Problem description: Show every line of the listing below that contains the word "floor".

Data for the task:
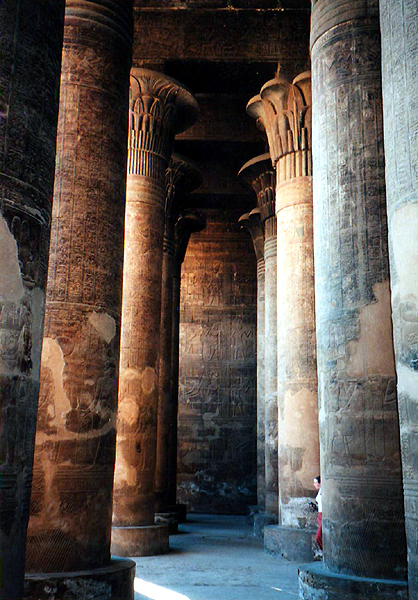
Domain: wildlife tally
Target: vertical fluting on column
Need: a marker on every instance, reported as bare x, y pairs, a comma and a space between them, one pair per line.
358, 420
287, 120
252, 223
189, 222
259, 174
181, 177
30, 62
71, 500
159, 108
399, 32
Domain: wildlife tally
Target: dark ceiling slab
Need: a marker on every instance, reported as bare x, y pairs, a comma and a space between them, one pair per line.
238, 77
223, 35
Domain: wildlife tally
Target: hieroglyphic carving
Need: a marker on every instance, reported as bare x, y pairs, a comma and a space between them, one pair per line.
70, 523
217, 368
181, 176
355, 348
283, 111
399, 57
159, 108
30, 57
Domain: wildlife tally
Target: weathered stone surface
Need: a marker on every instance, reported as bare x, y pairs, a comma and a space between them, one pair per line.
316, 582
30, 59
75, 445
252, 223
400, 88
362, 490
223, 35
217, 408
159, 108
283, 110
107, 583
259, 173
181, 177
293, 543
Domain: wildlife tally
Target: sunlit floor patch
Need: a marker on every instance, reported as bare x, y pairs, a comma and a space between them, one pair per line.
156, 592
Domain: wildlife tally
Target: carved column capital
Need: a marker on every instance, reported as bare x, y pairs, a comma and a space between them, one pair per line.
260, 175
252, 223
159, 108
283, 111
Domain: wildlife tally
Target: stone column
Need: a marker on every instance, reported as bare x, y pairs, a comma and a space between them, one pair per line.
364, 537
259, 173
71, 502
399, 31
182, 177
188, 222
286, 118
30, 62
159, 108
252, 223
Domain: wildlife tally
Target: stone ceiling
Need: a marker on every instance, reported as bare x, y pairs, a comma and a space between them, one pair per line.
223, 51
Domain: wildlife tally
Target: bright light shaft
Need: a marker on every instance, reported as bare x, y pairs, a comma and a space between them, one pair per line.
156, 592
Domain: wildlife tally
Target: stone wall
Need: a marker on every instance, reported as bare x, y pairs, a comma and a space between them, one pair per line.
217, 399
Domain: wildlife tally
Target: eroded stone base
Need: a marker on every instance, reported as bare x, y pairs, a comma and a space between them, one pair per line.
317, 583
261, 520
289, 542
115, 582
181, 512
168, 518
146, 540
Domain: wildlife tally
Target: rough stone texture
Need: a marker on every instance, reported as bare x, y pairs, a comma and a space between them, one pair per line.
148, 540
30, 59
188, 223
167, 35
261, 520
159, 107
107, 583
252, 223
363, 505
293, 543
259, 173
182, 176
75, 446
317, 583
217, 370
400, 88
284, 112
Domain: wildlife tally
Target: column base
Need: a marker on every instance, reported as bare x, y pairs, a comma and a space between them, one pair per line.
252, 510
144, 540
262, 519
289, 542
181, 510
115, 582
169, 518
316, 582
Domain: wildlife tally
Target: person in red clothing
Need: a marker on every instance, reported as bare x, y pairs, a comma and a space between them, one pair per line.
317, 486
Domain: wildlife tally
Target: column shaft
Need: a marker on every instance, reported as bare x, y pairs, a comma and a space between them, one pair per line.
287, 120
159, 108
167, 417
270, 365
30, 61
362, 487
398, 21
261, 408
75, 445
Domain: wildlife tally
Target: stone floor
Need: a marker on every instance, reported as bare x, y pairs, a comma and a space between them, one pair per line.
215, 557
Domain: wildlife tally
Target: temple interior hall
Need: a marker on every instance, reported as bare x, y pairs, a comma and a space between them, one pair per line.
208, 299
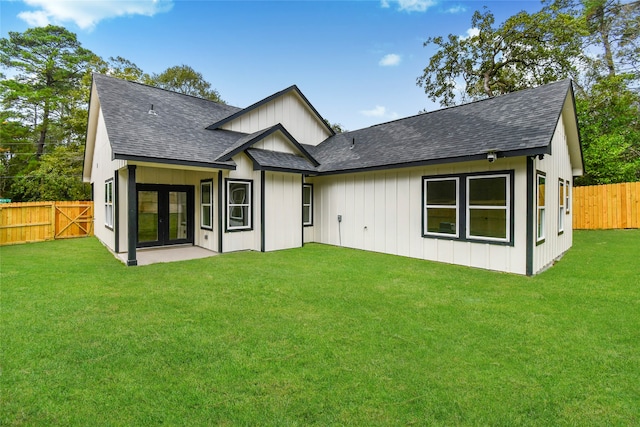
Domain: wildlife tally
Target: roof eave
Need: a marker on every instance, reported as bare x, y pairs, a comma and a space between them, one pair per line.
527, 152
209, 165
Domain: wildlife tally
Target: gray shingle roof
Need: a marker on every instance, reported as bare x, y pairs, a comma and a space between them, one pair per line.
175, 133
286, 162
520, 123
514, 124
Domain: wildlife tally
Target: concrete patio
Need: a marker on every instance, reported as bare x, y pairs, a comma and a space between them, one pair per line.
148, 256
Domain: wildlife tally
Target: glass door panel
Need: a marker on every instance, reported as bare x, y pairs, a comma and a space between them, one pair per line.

==

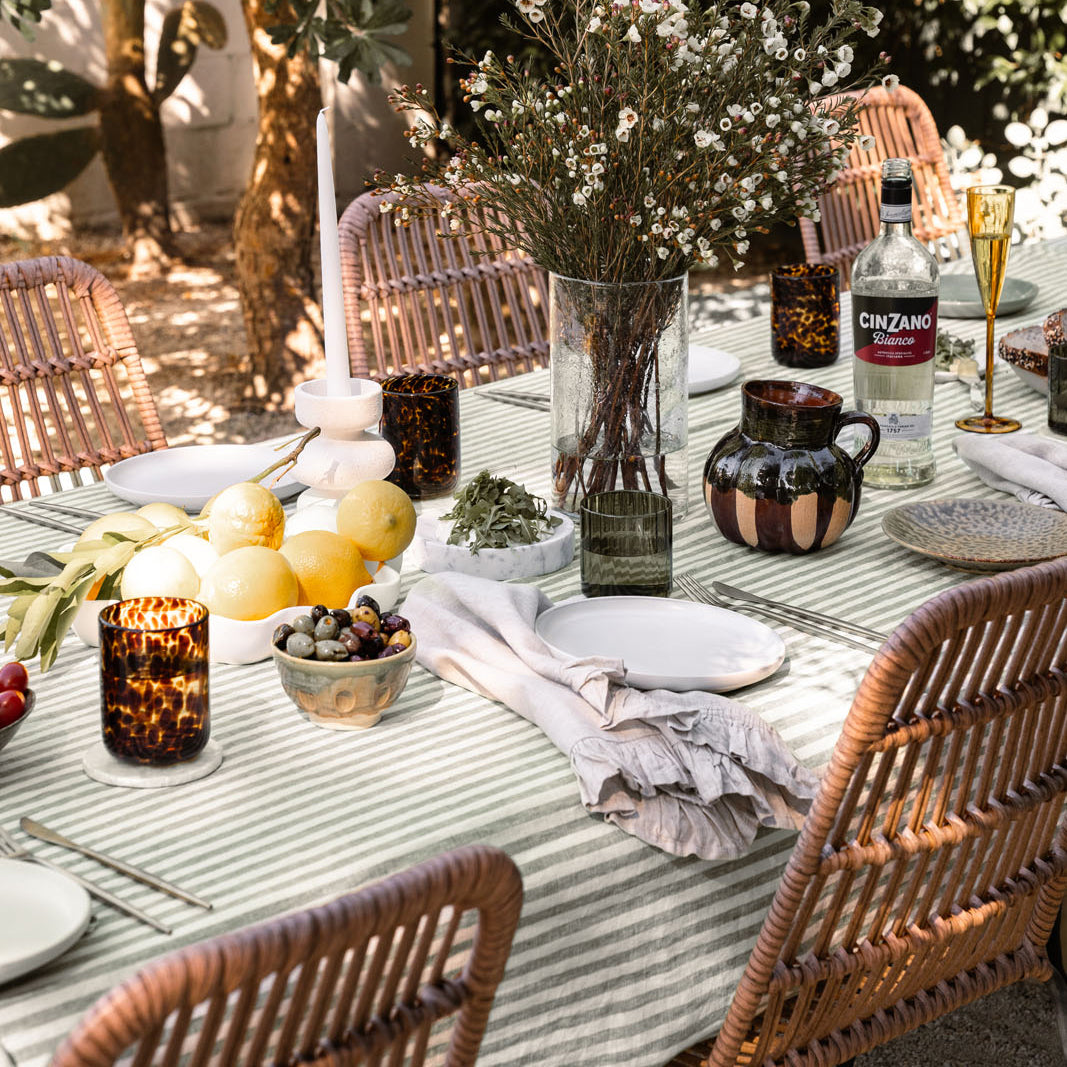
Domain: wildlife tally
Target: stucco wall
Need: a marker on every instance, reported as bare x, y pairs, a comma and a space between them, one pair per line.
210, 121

Solution to the problem:
Target: sunlit floor patch
Target: stone floor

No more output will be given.